> Task brief: You are asked to filter the data below and copy every line holding "carpeted".

*** Opening of Material provided ***

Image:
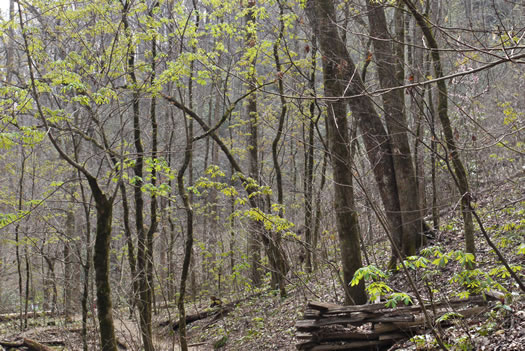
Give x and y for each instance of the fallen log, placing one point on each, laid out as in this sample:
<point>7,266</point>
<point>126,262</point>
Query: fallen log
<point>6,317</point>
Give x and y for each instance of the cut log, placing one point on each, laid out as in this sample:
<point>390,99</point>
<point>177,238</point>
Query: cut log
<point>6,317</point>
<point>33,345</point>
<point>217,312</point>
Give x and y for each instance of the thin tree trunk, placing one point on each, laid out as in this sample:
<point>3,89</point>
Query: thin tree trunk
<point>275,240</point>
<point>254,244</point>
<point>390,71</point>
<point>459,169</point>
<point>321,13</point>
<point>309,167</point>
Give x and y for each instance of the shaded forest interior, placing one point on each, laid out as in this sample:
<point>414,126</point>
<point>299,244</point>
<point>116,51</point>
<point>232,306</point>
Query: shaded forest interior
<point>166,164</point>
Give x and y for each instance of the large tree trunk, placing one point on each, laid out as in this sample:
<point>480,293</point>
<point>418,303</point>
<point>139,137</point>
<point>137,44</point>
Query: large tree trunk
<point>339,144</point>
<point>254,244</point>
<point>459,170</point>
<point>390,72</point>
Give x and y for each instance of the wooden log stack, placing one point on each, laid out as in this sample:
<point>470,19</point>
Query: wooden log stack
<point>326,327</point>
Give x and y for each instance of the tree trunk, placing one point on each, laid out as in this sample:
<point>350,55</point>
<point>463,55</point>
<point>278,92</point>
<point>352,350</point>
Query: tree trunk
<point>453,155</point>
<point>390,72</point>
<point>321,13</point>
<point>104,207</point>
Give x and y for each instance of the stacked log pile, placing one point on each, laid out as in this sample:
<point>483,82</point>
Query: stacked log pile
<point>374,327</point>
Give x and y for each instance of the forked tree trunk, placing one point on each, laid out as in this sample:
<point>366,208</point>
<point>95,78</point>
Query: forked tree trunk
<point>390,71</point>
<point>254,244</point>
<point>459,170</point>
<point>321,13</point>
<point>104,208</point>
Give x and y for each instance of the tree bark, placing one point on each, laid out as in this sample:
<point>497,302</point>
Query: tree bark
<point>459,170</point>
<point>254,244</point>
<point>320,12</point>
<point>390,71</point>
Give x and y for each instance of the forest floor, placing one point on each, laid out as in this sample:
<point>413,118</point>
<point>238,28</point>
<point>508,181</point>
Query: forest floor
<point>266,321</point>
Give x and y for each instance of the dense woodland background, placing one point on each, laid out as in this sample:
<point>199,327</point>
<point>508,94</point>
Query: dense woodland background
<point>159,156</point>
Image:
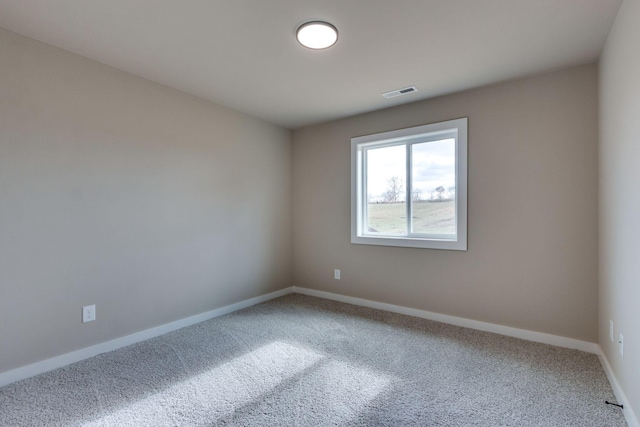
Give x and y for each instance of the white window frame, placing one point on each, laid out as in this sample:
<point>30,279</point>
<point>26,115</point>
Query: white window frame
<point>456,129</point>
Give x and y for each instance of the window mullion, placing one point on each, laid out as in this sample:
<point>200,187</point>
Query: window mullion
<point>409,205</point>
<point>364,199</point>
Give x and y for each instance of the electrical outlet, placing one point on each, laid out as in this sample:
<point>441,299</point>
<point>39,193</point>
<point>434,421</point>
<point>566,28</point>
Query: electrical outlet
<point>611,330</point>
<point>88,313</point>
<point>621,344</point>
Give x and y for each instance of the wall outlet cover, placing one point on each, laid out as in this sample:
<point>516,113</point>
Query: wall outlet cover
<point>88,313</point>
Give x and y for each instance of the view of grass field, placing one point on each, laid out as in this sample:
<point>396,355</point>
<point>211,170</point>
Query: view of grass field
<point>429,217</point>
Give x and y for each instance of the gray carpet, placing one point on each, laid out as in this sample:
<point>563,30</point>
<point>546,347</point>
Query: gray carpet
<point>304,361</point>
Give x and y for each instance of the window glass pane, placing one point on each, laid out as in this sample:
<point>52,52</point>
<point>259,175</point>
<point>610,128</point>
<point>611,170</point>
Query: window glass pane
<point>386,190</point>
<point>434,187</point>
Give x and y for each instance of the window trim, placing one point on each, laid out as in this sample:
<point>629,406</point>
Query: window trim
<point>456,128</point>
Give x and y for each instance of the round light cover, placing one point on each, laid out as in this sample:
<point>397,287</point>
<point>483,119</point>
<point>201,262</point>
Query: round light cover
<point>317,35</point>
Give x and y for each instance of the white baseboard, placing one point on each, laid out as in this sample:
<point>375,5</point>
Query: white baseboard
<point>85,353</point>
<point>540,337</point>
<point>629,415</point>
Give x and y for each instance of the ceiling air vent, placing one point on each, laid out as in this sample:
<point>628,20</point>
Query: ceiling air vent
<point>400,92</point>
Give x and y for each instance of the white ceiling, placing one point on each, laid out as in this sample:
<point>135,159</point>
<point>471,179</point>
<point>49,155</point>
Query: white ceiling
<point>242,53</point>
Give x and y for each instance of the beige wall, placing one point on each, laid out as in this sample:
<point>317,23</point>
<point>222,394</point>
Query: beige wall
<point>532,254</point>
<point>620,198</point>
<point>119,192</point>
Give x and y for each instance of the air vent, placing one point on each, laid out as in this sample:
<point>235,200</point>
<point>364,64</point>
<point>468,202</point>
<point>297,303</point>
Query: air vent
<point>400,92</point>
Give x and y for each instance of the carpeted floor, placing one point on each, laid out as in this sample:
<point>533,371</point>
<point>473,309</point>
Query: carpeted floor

*** Close of Material provided ***

> Answer section:
Give x and y for each instance of the carpeted floor, placing one point on each, laid out as in this sample:
Query: carpeted floor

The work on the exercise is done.